* _WRITTEN PROBLEM_: Please count the lines of the data below that contain the string "integer", with case counting, and give only the number.

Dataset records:
• • • • •

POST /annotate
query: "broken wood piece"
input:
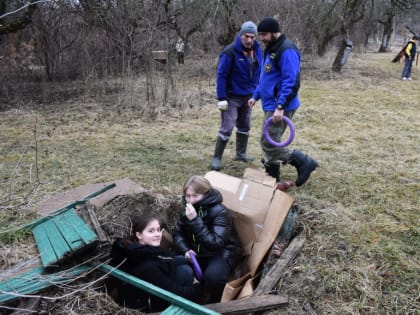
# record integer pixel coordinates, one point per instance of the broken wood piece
(250, 304)
(269, 281)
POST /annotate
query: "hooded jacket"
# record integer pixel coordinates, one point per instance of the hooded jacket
(151, 264)
(410, 49)
(211, 233)
(280, 78)
(235, 76)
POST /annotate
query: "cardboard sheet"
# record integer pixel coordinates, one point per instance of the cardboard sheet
(259, 211)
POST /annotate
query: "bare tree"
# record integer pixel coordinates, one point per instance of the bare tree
(390, 9)
(353, 12)
(14, 16)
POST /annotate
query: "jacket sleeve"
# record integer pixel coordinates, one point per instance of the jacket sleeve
(223, 70)
(408, 50)
(290, 81)
(215, 234)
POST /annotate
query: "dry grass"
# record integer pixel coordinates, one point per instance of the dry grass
(359, 210)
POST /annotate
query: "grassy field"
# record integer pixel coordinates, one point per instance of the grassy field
(359, 210)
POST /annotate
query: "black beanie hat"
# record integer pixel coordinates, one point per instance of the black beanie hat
(269, 25)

• • • • •

* _RESPONSE_: 8